**** Provided information

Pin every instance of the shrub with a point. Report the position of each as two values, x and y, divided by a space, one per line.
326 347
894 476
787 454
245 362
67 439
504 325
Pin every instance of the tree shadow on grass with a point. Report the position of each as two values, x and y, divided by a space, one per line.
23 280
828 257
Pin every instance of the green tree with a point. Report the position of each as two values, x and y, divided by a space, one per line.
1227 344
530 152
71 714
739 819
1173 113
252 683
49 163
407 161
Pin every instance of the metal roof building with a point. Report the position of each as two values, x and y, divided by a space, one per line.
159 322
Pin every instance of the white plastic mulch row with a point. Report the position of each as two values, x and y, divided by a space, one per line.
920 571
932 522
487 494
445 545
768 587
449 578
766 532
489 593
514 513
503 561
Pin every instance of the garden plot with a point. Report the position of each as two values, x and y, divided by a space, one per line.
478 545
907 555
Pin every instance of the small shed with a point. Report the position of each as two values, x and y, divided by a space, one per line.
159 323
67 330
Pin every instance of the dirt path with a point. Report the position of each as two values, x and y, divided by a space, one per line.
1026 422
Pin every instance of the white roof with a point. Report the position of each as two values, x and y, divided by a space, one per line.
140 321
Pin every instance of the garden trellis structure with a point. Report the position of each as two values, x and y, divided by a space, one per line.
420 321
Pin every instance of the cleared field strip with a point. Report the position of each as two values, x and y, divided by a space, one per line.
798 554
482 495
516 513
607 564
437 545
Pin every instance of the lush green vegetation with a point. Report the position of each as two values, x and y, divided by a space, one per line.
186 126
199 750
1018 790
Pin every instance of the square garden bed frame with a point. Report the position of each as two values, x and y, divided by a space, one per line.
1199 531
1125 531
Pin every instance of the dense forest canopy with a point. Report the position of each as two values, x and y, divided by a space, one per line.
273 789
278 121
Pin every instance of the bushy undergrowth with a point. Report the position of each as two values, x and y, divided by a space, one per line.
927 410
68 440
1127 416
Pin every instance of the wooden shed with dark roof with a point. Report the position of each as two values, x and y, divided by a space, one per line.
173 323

********
**** Provided information

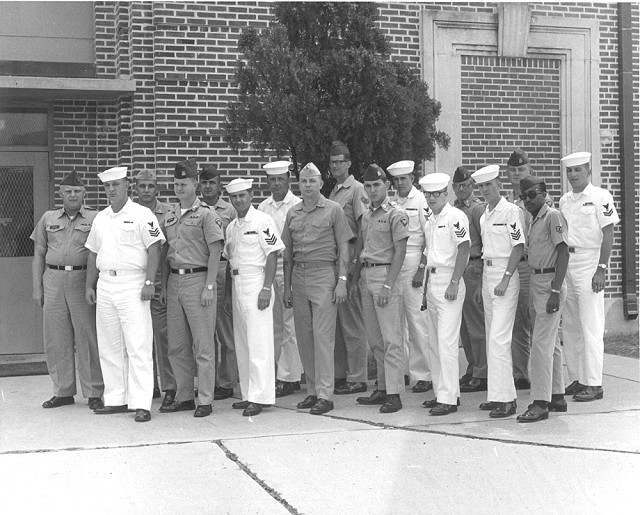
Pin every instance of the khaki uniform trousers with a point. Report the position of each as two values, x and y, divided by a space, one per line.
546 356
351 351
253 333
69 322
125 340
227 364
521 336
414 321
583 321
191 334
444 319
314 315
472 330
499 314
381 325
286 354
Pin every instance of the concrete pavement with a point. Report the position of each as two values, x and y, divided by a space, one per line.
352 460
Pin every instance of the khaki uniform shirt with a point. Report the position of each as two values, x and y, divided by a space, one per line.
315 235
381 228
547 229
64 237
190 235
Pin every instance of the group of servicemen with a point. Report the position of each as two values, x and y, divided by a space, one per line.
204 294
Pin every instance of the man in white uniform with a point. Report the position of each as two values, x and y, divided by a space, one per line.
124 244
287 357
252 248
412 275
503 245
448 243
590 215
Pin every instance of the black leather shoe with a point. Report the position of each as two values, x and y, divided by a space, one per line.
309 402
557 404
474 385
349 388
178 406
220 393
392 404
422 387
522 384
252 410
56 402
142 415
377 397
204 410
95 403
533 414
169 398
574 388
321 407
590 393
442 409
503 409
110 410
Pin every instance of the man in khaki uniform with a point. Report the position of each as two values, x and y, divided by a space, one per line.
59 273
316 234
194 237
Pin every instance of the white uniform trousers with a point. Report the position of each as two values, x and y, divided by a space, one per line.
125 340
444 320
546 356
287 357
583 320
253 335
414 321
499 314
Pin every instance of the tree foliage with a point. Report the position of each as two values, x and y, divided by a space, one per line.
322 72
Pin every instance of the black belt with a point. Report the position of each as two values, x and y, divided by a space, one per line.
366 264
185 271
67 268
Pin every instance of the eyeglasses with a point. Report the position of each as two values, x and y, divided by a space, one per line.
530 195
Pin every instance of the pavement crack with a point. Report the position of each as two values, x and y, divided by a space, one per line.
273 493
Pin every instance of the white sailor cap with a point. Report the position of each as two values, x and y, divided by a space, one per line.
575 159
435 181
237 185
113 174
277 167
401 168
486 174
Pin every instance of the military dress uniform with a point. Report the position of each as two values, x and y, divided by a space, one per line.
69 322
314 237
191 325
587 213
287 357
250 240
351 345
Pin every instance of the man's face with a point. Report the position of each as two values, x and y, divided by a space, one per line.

********
**** Provided information

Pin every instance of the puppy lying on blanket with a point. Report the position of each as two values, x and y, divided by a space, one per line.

********

#### [Task to complete]
Collect every line of the listing above that contains the string "green", where letter case must match.

#### [Result for this exercise]
Pin every instance of the green tree with a point. Report the position of each as two values, x and y, divided by a space, one per line.
Pin every instance of the lush green vegetation with a point. Report the position of each as two values, x and y, divided by a space, one per line.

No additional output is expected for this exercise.